[BEGIN Extracted text]
TopOGraph

class topo.TopOGraph(base_knn=30, graph_knn=30, min_eigs=128, n_jobs=-1, projection_methods=['MAP', 'PaCMAP'], base_kernel=None, base_kernel_version='bw_adaptive', graph_kernel_version='bw_adaptive', base_metric='cosine', graph_metric='euclidean', diff_t=0, delta=1.0, sigma=0.1, low_memory=False, eigen_tol=1e-08, eigensolver='arpack', backend='hnswlib', cache=True, verbosity=0, random_state=42, id_method='fsa', id_ks=50, id_metric='euclidean', id_quantile=0.99, id_min_components=128, id_max_components=1024, id_headroom=0.5, uom=False, eigenmap_method=None, laplacian_type='normalized')

Geometry-aware estimator that learns spectral scaffolds, refined operators, and 2-D layouts.

TopOGraph builds the multiscale and single-time spectral scaffolds, reconstructs refined similarity graphs in scaffold space, and exposes ready-to-plot TopoMAP/TopoPaCMAP embeddings together with intrinsic dimensionality estimates. Legacy dictionaries remain available for benchmarking and combinatorial model searches.
[END Extracted text]
* **Written request 1**
Say whether each statement agrees with the TopOGraph class description, answering yes or no and quoting the deciding words: (a) the default value of graph_knn is 30; (b) the default eigensolver is 'lobpcg'; (c) legacy dictionaries are no longer available.
* **Written request 2**
Write the next part of the TopOGraph class description, starting after its last sentence.
The data after this text is separate material.
[BEGIN Data provided]
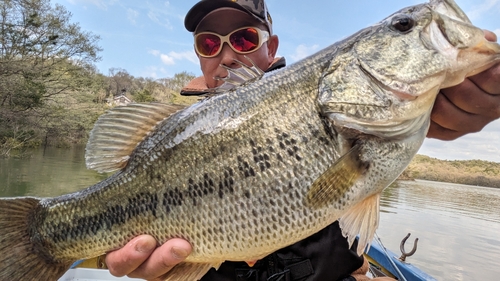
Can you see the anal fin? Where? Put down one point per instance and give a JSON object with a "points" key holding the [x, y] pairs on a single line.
[END Data provided]
* **Output 1**
(a) Yes: "graph_knn=30"
(b) No: "eigensolver='arpack'"
(c) No: "Legacy dictionaries remain available for benchmarking and combinatorial model searches."

* **Output 2**
Parameters:
  • base_knn (int, default 30) – k-nearest neighbors for the base graph on input space.

  • graph_knn (int, default 30) – k-nearest neighbors for the refined graph built in spectral scaffold space.

  • min_eigs (int, default 128) – Minimum number of eigenpairs to compute for the scaffold.

  • base_kernel (topo.tpgraph.Kernel or None, default None) – Pre-fitted kernel to reuse; if provided, fit skips base graph construction.

  • laplacian_type ({'unnormalized', 'normalized', 'random_walk', 'geometric'}, default 'normalized') – Laplacian normalization used for spectral computations.

  • base_kernel_version (str, default 'bw_adaptive') – Kernel choice for the base graph (e.g., ‘bw_adaptive’, ‘fuzzy’, ‘cknn’).

  • graph_kernel_version (str, default 'bw_adaptive') – Kernel choice for scaffold graphs (applies to DM and msDM).

  • backend ({'hnswlib', 'nmslib', 'annoy', 'faiss', 'sklearn'}, default 'hnswlib') – Approximate nearest-neighbor backend.

  • base_metric (str, default 'cosine') – Distance for the base kNN graph (usually cosine/correlation on standardized inputs).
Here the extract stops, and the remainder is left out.